(Job 1): Copy the Antoine McKay article from "Antoine McKay (born" to "he studied theater.", inclusive.
(Job 2): According to the Antoine McKay article, which high school did McKay graduate from?

(Selected passage):
= Antoine McKay =

American actor, director and educator (born 1970)

Antoine McKay (born August 10, 1970) is an American actor, director, and educator who is best known for his roles as Bunkie in Empire and Uncle Spike in South Side.

== Early life ==
McKay was born in Inkster, Michigan to Ivory and Jelena McKay. McKay, who was the second of four children, attended St. Aloysius Elementary and graduated from Wayne Memorial High School. McKay later attended Eastern Michigan University, where he studied theater.

== Career ==
McKay developed an interest in performing early in life, but it wasn’t until he saw his older brother perform in a high school version of Oklahoma that he was finally inspired to pursue acting. McKay performed on Second City’s Main Stages in Detroit and later relocated to Chicago where he performed alongside actors like Keegan-Michael Key, Nyima Funk, Josh Funk and Marc Evan. McKay has also been a frequent performer and contributor to Chicago's Under the Gun Theater, performing alongside Mishu Hilmy.

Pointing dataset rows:
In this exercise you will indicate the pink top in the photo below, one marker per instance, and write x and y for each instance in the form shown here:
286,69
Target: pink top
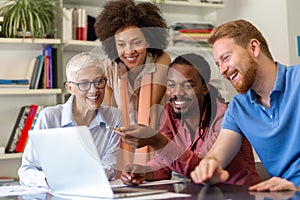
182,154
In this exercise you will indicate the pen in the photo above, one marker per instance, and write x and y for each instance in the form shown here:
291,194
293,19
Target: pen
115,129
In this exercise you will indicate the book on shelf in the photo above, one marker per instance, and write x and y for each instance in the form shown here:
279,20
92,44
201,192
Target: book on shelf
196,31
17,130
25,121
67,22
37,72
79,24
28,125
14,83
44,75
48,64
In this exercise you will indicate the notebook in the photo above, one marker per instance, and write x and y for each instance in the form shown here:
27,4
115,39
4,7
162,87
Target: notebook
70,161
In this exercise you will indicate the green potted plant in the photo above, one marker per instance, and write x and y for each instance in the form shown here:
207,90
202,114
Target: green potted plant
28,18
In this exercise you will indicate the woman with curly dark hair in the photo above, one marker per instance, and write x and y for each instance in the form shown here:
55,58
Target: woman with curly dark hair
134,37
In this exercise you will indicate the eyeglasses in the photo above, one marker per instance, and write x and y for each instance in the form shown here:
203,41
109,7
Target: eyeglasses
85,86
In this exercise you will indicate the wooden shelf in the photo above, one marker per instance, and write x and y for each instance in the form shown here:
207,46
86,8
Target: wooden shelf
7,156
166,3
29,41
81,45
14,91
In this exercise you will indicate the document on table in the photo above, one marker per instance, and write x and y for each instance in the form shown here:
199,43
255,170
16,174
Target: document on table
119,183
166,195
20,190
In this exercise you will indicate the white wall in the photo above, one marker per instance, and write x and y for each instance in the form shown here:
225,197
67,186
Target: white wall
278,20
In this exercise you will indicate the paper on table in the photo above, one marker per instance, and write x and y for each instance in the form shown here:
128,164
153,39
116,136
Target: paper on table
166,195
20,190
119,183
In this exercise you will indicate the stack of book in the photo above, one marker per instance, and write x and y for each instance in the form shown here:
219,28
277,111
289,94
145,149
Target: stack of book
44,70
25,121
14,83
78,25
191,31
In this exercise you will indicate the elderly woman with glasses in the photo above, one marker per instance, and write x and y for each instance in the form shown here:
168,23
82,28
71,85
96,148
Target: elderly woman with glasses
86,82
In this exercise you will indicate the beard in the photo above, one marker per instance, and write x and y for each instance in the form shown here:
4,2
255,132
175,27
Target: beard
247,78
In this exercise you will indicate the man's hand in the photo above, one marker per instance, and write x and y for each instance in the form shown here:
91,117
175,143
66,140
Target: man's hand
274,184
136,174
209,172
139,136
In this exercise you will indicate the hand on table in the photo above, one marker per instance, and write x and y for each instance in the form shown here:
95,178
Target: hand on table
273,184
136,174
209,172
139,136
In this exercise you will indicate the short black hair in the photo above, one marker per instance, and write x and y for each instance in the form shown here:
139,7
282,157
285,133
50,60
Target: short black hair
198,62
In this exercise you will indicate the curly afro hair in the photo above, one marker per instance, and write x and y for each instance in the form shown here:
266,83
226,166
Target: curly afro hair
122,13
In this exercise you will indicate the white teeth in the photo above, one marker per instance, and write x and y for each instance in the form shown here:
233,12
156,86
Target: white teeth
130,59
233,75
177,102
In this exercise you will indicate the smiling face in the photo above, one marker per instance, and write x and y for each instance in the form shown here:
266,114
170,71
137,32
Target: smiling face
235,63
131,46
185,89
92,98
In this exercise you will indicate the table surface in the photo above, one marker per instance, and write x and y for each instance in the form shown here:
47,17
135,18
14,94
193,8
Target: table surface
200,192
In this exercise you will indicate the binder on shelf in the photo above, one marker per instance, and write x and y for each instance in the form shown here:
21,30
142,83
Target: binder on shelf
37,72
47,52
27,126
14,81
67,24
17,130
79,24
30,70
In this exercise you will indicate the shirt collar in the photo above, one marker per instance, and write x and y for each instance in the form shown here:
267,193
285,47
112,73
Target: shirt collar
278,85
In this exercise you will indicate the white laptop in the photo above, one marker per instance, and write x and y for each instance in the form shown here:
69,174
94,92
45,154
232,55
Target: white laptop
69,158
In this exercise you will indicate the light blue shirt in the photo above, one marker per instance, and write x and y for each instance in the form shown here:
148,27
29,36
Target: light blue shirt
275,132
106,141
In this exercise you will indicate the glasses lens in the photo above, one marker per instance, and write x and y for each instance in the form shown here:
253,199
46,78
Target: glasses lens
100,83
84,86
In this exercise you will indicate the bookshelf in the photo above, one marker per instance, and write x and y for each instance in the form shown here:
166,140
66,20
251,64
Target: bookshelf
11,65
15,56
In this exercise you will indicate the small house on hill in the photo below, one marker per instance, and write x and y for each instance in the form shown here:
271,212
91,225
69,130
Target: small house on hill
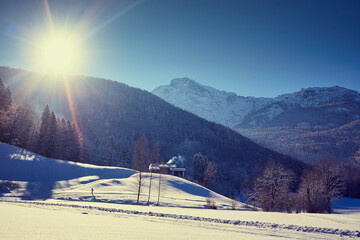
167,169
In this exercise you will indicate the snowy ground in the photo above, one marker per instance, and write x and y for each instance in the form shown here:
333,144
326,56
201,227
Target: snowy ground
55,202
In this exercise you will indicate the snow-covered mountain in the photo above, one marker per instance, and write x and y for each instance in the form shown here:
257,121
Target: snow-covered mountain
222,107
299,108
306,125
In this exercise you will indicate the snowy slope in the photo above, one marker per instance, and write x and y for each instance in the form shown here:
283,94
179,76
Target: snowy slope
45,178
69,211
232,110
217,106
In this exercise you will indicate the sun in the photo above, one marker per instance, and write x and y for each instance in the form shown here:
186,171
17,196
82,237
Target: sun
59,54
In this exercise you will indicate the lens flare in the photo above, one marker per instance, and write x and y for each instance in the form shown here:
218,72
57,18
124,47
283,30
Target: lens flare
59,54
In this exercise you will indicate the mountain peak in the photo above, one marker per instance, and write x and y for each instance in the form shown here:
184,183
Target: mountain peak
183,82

* * *

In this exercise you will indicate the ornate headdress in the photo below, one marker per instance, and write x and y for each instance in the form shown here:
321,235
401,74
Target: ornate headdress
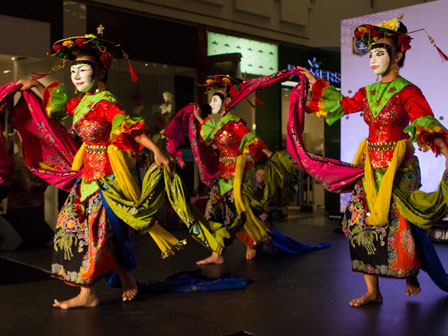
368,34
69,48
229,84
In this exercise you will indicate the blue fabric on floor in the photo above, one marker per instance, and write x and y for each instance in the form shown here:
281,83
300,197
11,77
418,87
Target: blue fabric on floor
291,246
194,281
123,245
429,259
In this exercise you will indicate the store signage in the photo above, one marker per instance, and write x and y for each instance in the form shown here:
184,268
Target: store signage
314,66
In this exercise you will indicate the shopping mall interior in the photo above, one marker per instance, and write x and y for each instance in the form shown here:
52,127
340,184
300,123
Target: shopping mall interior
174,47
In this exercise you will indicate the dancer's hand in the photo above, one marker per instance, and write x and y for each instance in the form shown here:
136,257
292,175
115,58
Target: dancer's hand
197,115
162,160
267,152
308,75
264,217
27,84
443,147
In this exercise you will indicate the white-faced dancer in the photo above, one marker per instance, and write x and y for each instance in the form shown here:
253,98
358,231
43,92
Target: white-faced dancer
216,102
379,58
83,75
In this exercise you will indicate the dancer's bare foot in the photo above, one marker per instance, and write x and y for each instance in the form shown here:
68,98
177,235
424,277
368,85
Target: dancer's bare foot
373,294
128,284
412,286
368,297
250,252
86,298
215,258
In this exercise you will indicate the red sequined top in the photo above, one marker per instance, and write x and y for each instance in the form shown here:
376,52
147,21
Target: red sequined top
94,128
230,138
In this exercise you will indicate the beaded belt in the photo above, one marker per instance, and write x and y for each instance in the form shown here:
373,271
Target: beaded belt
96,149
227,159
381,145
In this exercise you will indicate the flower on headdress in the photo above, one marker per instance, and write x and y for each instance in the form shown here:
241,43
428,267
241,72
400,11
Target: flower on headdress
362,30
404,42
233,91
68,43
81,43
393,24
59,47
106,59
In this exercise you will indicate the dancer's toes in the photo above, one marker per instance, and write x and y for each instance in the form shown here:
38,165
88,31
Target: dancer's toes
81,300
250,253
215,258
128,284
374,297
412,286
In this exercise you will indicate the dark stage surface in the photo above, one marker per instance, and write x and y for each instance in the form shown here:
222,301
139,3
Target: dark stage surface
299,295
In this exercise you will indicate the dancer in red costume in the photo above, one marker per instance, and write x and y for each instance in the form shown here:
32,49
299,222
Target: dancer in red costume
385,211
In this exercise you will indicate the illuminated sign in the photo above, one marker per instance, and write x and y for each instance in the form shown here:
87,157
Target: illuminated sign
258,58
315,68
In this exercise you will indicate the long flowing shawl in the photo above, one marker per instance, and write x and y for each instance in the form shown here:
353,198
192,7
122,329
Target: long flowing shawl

(Final result 1):
Antoine McKay (born August 10, 1970) is an American actor, director, and educator who is best known for his roles as Bunkie in Empire and Uncle Spike in South Side.

== Early life ==
McKay was born in Inkster, Michigan to Ivory and Jelena McKay. McKay, who was the second of four children, attended St. Aloysius Elementary and graduated from Wayne Memorial High School. McKay later attended Eastern Michigan University, where he studied theater.

(Final result 2): Wayne Memorial High School